» **Required work**
The line holding "Using the image provided, detect the leafy" and every line after it through the end of the entries below: retype these exactly and nothing more.
*** Opening Entries supplied ***
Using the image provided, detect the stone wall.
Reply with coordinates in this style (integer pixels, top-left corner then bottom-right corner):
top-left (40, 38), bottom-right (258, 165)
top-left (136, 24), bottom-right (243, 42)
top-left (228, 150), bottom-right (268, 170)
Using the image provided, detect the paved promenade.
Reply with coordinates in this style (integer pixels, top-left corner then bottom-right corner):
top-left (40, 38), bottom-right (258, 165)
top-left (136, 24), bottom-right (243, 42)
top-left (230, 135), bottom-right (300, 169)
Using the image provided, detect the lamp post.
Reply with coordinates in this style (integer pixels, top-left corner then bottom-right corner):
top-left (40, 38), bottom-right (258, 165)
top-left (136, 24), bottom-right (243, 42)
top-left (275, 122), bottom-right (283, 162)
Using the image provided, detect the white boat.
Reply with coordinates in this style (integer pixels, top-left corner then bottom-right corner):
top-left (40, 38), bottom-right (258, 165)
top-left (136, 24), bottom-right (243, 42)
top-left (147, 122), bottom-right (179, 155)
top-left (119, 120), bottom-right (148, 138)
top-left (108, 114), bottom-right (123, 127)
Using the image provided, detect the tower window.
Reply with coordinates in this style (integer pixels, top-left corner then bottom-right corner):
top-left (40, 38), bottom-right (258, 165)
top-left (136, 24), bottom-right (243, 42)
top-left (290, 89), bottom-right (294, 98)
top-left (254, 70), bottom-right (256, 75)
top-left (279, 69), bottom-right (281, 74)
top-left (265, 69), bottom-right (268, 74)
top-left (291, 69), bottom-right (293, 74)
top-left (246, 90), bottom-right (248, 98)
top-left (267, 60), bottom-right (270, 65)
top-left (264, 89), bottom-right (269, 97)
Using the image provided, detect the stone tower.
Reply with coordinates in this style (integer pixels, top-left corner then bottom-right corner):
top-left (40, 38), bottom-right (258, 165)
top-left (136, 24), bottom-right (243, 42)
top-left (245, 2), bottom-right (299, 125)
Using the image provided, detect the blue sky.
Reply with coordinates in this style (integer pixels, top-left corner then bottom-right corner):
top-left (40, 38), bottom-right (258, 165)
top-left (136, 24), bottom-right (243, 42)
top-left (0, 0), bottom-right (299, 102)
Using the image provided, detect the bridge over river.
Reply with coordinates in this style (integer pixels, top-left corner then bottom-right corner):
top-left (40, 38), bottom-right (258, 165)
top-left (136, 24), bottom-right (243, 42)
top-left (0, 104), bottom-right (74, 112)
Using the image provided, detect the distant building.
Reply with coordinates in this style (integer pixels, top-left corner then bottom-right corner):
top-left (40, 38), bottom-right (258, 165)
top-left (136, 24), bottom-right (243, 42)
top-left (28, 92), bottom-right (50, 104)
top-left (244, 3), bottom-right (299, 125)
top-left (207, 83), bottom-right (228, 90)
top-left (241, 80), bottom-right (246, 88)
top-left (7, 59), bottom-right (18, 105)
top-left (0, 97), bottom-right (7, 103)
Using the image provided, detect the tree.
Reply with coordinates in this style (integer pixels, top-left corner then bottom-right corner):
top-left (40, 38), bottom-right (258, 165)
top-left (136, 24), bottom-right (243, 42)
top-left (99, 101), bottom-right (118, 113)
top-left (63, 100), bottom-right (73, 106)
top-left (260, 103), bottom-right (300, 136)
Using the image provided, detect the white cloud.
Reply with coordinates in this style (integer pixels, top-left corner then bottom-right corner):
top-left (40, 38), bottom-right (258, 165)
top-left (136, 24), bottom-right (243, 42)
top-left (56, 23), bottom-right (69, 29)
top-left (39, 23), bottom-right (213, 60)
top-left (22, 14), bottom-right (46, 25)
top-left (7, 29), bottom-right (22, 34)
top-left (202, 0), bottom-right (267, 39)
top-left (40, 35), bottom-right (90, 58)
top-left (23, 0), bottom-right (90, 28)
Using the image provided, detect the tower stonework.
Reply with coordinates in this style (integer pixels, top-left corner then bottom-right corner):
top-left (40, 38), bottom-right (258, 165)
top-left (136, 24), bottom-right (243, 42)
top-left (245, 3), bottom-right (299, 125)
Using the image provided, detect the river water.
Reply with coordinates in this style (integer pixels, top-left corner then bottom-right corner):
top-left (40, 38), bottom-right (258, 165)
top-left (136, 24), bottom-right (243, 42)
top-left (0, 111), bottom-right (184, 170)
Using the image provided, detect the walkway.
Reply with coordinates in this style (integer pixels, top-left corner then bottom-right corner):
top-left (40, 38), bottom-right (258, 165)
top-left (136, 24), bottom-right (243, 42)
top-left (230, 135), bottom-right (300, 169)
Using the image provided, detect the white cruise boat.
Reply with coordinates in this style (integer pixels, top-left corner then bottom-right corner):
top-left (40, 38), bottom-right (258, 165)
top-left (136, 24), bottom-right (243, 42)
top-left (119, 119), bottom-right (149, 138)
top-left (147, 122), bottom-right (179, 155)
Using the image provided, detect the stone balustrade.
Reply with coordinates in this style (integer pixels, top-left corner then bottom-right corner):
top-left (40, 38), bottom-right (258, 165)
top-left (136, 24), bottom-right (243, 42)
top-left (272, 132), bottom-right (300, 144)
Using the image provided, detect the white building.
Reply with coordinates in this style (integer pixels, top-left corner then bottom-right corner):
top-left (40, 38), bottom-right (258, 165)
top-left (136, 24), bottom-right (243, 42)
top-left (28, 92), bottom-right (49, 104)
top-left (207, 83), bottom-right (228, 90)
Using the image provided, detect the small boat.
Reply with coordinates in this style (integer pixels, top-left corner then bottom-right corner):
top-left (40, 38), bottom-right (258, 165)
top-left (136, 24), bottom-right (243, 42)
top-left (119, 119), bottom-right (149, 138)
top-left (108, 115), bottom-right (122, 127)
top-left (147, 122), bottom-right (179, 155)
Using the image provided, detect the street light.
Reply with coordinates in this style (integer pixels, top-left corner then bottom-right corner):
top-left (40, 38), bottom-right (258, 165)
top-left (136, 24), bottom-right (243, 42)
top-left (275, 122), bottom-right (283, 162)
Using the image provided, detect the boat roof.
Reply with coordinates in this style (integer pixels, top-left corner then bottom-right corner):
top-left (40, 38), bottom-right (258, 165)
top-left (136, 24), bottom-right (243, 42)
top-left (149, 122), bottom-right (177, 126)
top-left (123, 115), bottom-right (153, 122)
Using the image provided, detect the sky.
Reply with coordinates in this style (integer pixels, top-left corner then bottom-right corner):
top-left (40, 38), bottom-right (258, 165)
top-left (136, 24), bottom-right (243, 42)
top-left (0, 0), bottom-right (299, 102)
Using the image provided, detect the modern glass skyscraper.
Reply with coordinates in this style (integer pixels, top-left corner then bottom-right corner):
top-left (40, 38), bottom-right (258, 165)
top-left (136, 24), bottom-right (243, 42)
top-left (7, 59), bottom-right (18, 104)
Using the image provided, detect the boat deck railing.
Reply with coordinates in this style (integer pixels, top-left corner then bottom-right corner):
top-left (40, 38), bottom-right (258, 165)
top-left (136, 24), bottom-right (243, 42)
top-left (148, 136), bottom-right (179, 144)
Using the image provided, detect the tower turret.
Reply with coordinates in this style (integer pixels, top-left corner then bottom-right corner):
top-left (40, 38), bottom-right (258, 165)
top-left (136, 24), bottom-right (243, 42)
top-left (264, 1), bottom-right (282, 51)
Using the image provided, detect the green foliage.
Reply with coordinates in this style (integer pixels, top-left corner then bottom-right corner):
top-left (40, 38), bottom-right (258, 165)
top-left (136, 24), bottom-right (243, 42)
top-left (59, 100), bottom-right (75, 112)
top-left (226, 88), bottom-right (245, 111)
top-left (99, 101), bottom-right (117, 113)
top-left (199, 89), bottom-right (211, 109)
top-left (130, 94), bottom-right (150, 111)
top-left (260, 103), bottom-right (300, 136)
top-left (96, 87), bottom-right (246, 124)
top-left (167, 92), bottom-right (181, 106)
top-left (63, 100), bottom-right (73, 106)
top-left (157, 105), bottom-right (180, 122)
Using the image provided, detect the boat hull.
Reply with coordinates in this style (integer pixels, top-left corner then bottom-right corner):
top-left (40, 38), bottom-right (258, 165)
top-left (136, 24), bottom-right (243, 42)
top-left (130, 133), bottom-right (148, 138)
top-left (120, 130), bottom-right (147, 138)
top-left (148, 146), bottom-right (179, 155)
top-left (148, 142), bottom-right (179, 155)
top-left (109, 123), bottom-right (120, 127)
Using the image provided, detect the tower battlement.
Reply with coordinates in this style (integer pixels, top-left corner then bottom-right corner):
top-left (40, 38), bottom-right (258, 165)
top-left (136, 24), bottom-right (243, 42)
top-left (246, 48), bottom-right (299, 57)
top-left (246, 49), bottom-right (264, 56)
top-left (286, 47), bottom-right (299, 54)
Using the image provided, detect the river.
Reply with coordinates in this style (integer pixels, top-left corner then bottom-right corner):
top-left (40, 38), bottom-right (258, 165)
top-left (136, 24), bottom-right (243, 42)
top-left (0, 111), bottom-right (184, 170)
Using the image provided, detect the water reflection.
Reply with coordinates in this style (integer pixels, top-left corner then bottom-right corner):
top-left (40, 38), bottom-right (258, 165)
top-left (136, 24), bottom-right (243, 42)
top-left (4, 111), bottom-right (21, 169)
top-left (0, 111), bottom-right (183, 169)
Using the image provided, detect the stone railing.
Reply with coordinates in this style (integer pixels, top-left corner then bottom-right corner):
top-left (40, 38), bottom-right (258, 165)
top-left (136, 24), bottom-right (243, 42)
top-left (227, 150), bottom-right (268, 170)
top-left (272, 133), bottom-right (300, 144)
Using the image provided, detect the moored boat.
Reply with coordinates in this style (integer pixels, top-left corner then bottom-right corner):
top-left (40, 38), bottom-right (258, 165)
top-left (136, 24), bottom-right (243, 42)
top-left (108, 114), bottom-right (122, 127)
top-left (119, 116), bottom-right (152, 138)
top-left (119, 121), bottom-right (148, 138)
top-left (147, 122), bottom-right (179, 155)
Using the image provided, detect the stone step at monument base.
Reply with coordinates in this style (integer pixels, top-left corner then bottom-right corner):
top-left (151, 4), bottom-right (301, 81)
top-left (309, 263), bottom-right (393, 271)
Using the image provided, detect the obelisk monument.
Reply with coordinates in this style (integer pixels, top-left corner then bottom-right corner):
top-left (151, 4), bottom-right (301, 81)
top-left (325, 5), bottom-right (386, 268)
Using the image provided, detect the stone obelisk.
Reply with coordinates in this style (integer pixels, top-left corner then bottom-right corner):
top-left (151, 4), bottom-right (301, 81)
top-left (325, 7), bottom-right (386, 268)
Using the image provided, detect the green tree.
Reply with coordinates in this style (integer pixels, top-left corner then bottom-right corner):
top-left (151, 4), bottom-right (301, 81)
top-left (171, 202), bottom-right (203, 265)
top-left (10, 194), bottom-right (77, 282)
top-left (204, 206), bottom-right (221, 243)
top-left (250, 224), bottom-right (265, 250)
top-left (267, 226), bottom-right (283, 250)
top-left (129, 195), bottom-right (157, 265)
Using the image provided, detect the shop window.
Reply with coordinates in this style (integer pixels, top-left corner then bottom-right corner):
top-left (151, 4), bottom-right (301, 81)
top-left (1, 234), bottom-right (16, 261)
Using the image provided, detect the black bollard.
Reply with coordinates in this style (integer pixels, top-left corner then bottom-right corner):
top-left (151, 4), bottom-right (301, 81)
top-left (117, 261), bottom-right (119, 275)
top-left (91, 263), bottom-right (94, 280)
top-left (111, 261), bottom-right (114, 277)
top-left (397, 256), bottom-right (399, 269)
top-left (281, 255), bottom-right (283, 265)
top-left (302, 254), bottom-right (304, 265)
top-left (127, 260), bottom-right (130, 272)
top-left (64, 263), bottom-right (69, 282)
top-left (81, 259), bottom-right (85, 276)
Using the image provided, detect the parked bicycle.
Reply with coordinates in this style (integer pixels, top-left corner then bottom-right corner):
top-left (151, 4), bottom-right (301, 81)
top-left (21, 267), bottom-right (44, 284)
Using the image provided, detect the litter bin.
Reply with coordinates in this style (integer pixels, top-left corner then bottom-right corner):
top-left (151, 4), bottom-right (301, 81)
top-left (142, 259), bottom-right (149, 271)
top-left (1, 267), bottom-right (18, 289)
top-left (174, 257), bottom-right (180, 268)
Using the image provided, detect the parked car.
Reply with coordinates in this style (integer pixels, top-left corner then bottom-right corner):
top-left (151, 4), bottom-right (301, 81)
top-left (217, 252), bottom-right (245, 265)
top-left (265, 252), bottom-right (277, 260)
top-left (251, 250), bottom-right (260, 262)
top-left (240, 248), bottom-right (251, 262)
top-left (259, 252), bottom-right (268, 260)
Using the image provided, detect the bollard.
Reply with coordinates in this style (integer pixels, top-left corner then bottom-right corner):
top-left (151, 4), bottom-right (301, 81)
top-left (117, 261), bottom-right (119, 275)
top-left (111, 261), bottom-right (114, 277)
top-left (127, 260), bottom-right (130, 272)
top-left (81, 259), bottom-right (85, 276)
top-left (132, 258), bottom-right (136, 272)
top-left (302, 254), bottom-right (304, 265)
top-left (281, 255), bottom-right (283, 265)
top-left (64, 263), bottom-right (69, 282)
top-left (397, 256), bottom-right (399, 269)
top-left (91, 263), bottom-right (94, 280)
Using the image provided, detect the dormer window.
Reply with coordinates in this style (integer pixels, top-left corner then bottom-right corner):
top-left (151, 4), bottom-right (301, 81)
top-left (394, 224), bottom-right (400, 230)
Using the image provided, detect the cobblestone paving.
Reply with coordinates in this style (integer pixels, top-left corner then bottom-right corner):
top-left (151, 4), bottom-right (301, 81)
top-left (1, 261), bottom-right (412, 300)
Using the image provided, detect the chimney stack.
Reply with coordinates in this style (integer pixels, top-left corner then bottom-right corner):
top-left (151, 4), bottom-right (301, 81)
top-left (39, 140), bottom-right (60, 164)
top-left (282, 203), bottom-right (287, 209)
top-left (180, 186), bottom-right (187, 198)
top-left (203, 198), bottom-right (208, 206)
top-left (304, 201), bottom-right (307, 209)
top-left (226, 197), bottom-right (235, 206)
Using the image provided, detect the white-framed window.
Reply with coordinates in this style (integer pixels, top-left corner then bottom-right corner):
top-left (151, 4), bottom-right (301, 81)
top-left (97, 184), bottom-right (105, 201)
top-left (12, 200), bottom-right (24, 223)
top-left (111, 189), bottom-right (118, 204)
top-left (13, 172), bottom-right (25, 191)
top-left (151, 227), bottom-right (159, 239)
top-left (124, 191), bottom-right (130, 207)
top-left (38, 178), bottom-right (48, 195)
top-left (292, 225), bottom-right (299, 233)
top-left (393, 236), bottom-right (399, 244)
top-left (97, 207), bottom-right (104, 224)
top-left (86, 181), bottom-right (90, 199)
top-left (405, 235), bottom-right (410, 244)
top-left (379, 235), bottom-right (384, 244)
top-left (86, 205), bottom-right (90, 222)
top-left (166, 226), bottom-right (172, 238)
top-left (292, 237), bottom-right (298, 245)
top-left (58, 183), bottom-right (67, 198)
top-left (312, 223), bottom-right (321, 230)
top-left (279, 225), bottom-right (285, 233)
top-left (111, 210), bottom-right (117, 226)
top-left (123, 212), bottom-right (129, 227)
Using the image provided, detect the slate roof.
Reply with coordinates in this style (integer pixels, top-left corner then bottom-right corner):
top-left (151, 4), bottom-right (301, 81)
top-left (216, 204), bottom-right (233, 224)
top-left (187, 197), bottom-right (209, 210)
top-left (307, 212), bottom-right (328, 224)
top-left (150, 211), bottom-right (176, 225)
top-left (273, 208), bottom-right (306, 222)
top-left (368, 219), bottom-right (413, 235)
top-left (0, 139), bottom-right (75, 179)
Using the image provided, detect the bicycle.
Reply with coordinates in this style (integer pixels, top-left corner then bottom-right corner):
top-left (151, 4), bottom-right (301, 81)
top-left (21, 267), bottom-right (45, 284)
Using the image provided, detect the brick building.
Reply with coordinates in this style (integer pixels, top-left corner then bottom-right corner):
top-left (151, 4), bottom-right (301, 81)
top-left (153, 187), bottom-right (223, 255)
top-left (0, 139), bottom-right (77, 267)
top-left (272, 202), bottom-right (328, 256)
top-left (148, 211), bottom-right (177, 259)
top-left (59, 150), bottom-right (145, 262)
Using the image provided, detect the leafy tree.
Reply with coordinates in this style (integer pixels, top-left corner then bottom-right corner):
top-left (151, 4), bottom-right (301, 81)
*** Closing Entries supplied ***
» **Exercise result**
Using the image provided, detect the leafy tree.
Reply with coordinates in this style (integer pixels, top-left corner then bottom-right corner):
top-left (151, 4), bottom-right (301, 81)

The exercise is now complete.